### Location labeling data
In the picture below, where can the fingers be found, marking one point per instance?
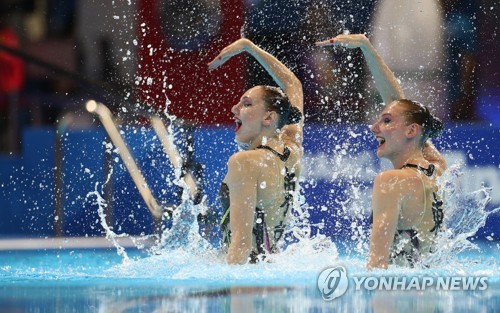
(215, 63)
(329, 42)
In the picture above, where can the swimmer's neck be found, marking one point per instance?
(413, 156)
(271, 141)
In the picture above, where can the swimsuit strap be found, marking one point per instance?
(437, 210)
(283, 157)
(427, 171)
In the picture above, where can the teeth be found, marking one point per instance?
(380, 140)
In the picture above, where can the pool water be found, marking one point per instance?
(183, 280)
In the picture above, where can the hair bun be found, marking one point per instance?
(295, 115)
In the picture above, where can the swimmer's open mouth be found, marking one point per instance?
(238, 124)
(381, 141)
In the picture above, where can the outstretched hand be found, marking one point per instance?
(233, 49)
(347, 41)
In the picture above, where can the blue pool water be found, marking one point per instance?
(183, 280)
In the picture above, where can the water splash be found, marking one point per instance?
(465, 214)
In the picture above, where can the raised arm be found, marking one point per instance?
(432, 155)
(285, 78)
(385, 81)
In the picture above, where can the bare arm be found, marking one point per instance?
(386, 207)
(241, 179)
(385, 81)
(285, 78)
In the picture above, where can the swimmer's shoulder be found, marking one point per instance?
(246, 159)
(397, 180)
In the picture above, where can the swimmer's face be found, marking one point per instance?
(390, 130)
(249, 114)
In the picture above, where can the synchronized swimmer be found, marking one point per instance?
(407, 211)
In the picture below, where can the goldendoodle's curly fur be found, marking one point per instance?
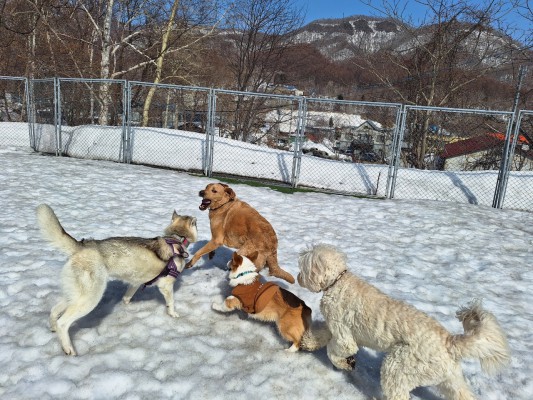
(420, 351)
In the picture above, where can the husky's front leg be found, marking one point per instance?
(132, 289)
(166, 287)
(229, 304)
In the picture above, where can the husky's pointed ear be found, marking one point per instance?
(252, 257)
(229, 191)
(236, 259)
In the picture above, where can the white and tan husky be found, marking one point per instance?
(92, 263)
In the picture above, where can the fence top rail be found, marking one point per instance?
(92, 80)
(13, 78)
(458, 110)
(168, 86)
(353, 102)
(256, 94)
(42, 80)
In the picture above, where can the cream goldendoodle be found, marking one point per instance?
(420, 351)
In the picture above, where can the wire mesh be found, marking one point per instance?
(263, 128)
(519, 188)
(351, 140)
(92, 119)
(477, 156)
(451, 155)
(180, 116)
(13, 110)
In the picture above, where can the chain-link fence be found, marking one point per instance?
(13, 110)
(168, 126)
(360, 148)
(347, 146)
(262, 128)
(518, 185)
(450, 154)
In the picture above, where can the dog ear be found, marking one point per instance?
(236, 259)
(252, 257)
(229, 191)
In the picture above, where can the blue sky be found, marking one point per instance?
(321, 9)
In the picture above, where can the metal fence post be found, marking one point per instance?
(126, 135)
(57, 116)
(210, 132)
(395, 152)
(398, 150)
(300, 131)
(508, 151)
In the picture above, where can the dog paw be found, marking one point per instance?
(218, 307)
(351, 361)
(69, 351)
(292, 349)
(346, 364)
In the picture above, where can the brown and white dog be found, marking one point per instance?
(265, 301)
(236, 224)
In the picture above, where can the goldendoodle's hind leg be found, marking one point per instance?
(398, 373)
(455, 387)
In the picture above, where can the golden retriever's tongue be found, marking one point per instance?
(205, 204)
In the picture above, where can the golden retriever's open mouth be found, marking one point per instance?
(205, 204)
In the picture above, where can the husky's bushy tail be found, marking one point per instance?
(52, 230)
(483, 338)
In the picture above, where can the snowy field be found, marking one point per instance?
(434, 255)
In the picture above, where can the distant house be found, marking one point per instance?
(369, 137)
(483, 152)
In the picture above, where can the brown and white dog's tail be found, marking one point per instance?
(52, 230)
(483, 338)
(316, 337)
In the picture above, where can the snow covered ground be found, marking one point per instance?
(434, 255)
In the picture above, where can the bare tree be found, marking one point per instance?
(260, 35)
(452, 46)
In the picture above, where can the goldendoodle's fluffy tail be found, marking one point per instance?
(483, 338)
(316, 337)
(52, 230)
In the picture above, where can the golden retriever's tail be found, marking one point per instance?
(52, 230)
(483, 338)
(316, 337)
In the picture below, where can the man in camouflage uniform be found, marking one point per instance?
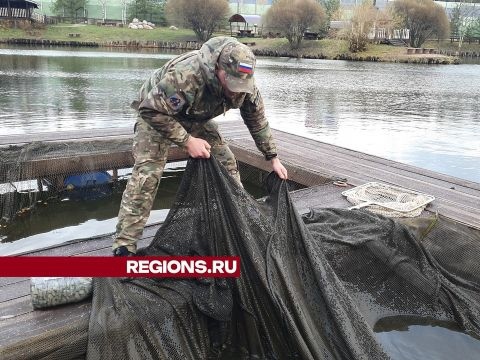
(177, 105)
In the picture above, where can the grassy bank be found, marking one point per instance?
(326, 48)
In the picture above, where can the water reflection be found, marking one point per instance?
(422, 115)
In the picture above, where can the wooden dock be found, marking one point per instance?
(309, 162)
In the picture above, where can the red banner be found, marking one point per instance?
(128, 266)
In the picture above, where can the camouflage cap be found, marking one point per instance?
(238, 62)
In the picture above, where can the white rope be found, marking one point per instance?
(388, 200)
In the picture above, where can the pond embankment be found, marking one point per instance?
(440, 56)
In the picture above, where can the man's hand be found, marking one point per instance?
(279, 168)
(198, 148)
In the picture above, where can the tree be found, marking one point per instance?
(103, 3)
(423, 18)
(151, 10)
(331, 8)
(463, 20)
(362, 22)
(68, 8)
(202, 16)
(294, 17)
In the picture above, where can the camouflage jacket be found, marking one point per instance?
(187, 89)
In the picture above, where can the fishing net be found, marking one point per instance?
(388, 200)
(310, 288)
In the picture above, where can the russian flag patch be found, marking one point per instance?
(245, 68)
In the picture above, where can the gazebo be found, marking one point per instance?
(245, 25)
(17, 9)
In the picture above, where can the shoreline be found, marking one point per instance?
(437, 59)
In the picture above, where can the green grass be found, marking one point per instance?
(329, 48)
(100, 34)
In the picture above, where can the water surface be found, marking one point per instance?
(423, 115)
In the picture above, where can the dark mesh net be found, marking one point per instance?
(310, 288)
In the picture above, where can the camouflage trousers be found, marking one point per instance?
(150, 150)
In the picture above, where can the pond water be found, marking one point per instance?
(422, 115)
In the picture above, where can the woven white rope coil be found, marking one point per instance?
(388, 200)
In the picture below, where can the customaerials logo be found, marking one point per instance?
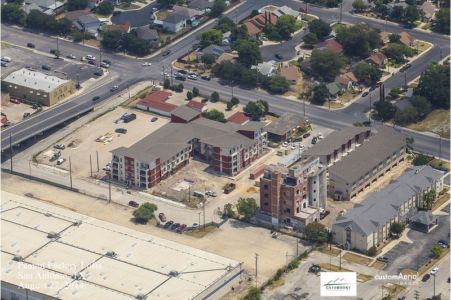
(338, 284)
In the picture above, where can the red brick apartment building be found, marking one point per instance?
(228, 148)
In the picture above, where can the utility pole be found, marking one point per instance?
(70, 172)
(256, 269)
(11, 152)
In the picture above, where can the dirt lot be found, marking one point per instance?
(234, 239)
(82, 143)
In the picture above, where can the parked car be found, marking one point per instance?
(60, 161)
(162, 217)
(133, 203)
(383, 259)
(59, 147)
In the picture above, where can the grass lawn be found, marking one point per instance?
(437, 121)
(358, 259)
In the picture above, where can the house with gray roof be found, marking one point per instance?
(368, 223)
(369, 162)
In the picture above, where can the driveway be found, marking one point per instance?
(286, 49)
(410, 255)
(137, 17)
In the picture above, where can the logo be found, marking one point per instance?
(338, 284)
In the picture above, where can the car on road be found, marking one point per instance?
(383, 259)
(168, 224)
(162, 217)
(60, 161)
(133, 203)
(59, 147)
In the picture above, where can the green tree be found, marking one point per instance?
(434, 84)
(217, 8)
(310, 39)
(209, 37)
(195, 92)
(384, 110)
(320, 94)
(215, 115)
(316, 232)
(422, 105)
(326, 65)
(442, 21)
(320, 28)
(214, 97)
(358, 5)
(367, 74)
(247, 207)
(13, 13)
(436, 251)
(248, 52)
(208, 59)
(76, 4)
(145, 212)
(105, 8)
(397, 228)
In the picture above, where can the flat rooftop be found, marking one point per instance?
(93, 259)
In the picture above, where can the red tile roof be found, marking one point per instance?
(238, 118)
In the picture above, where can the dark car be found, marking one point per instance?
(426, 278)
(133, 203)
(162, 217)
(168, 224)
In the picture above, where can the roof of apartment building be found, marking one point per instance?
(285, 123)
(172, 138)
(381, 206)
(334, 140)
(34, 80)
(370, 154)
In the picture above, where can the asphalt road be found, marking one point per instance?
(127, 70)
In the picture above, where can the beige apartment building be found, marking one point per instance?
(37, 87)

### Task details
Reproduce all of the data above verbatim, omitting the pictures.

### Solution
In the picture below, where can the fingers be found, marking one point per instance?
(215, 63)
(329, 42)
In the picture above, where can the swimmer's neck be found, marking one point per instance?
(413, 156)
(271, 141)
In the picture above, where can the swimsuit strap be found, marking one point per instance?
(437, 210)
(283, 157)
(427, 171)
In the picture above, where can the teeth be found, marking one point per instance?
(380, 140)
In the picture above, where can the pool water be found, marking one point per instance?
(183, 280)
In the picture above, where can the hair bun be found, marking one point per instance?
(295, 115)
In the picture above, where can the swimmer's open mouth be found, marking one point per instance?
(238, 124)
(381, 141)
In the picture above, where can the outstretched hand be found, marking one point per instance?
(233, 49)
(347, 41)
In the picture above, where can the blue pool water be found, marking one point per instance?
(183, 280)
In the picture above, where can the water splash be found, marking one point per instance?
(465, 214)
In the picture above, where can the raised arm be found, marking one point per instance?
(432, 155)
(285, 78)
(385, 81)
In the picture above, where can the bare arm be found, marking one point per instance?
(386, 207)
(241, 179)
(385, 81)
(285, 78)
In the picture above, where can the swimmer's shoulder be found, marking one point per instance?
(246, 159)
(397, 180)
In the picture above, where can the swimmer's face be found, marking one point per instance?
(390, 130)
(249, 114)
In the picture above, where can the synchronized swimmer be found, marking one point per instance?
(407, 211)
In the picture below, where can the goldendoodle's curly fur be found, marking one point per instance?
(420, 351)
In the picture above, where can the husky's front leg be found, marking one point per instance?
(132, 289)
(166, 287)
(229, 304)
In the picture above, where can the husky's pointed ear be found, marking one point per instance?
(252, 257)
(229, 191)
(236, 259)
In the picture above, where can the white and tan husky be found, marking one point per instance?
(92, 263)
In the picture above, where can the fence top rail be found, marking one point per instance?
(92, 80)
(13, 78)
(458, 110)
(168, 86)
(353, 102)
(256, 94)
(42, 80)
In the picture above, where can the cream goldendoodle be found, marking one point per instance?
(420, 351)
In the picture above, where can the wire mesh be found, marking one point per instance?
(263, 128)
(519, 188)
(351, 140)
(92, 119)
(477, 156)
(451, 155)
(180, 116)
(13, 110)
In the picture above, where can the chain-link fence be found, marking one point per instance?
(13, 110)
(168, 126)
(360, 148)
(347, 146)
(262, 128)
(518, 185)
(450, 154)
In the picture above, where can the dog ear be found, marking one point per instance?
(236, 259)
(252, 257)
(229, 191)
In the picture above, where can the blue sky be found, marking one point per instance?
(321, 9)
In the picture above, where can the metal fence post be found, marking one point per instance?
(126, 135)
(57, 116)
(210, 132)
(395, 152)
(398, 150)
(300, 131)
(508, 151)
In the picture above, where can the dog paw be found, marking one point per instance?
(218, 307)
(351, 361)
(69, 351)
(292, 349)
(346, 364)
In the picture above, where can the brown and white dog be found, marking one point per instance?
(265, 301)
(236, 224)
In the picture above, where can the goldendoodle's hind leg be found, marking one point per instance?
(398, 373)
(455, 387)
In the picture above, where can the golden retriever's tongue be found, marking one point per instance?
(205, 204)
In the picture above, where can the golden retriever's open mouth be found, marking one point per instance?
(205, 204)
In the picture above, where can the husky's bushy tail be found, marking one point per instance?
(52, 230)
(483, 338)
In the picture above, where can the snowy field be found, marking one point per instance?
(434, 255)
In the picture above, where can the distant house be found, marking one point per instance?
(369, 137)
(483, 152)
In the picture above, where can the brown and white dog's tail be found, marking one point per instance?
(52, 230)
(483, 338)
(316, 337)
In the picture above, where can the snow covered ground be found, marking one point per instance?
(434, 255)
In the picture above, where can the bare tree be found, marking one point per instance?
(260, 35)
(452, 46)
In the picture above, where can the goldendoodle's fluffy tail be found, marking one point per instance?
(483, 338)
(316, 337)
(52, 230)
In the picture above, where can the golden retriever's tail be found, marking one point per instance?
(52, 230)
(483, 338)
(316, 337)
In the picture below, where can the man in camouflage uniform be found, marking one point per instance?
(177, 105)
In the picture above, where can the grassy bank be found, marking one point per instance?
(326, 48)
In the picture above, where can the water reflection be found, marking one point per instance?
(422, 115)
In the picture above, where can the wooden dock be found, marking one point per instance?
(309, 162)
In the picture above, where can the red banner be found, marking one point per instance?
(128, 266)
In the picture above, where can the camouflage cap be found, marking one point per instance?
(238, 62)
In the picture above, where can the white rope be found, marking one point per instance?
(388, 200)
In the picture above, where can the pond embankment be found, marking one point per instance?
(440, 56)
In the picture above, where can the man's hand be found, marking one point per instance?
(279, 168)
(198, 148)
In the picture above, where can the tree be found, marking one point per instance?
(103, 3)
(423, 18)
(151, 10)
(331, 8)
(463, 20)
(362, 22)
(68, 8)
(202, 16)
(294, 17)
In the picture above, where can the camouflage jacket be found, marking one point per instance?
(187, 89)
In the picture above, where can the fishing net be found, marking one point per instance?
(388, 200)
(310, 288)
In the picture above, where can the russian flag patch be found, marking one point per instance?
(245, 68)
In the picture above, where can the gazebo be found, marking one point per instance?
(245, 25)
(17, 9)
In the picture above, where can the shoreline be found, marking one point per instance?
(437, 59)
In the picture above, where can the green grass be found, marking one point per instance?
(329, 48)
(100, 34)
In the picture above, where can the water surface be found, marking one point per instance?
(423, 115)
In the picture above, where can the dark mesh net be found, marking one point per instance?
(310, 288)
In the picture above, where can the camouflage trousers be found, marking one point per instance?
(150, 150)
In the picture above, where can the pond water be found, marking one point per instance?
(422, 115)
In the picture above, where can the woven white rope coil be found, marking one point per instance?
(388, 200)
In the picture below, where can the customaerials logo be found, marking one point per instance?
(338, 284)
In the picture above, where can the red brick apartment building be found, marking one point per instance?
(228, 148)
In the picture above, where can the utility pole be found, marking one point per instance?
(70, 172)
(256, 269)
(11, 152)
In the picture above, where can the dirt lot be found, marking one point per instance?
(234, 239)
(82, 143)
In the picture above, where can the parked car be found, marking one point per instance?
(60, 161)
(162, 217)
(133, 203)
(383, 259)
(59, 147)
In the picture above, where can the grass lawn be found, marking one point per instance?
(437, 121)
(358, 259)
In the picture above, where can the house with gray roof be found, marking one point per instance?
(368, 223)
(369, 162)
In the picture above, where can the driveway be found, marking one point per instance?
(286, 49)
(410, 255)
(137, 17)
In the picture above, where can the logo be found, marking one point per instance?
(338, 284)
In the picture above, where can the car on road be found, marking one point per instance?
(383, 259)
(168, 224)
(162, 217)
(60, 161)
(133, 203)
(59, 147)
In the picture above, where can the green tree be found, marking one point per instance?
(434, 84)
(217, 8)
(310, 39)
(209, 37)
(195, 92)
(384, 110)
(320, 94)
(215, 115)
(316, 232)
(422, 105)
(326, 65)
(442, 21)
(320, 28)
(214, 97)
(358, 5)
(367, 74)
(247, 207)
(13, 13)
(436, 251)
(248, 52)
(208, 59)
(76, 4)
(145, 212)
(105, 8)
(397, 228)
In the picture above, where can the flat rooftop be found, marking one point per instance?
(93, 259)
In the picture above, where can the red tile roof be found, marking one point per instance?
(238, 118)
In the picture above, where can the dark car be found, marking one point per instance?
(426, 278)
(133, 203)
(162, 217)
(168, 224)
In the picture above, where can the roof of apartment building be found, marking one point per instance?
(285, 123)
(172, 138)
(381, 206)
(334, 140)
(34, 80)
(370, 154)
In the picture above, where can the asphalt road be found, marking one point per instance?
(127, 70)
In the picture above, where can the beige apartment building be found, marking one point per instance?
(37, 87)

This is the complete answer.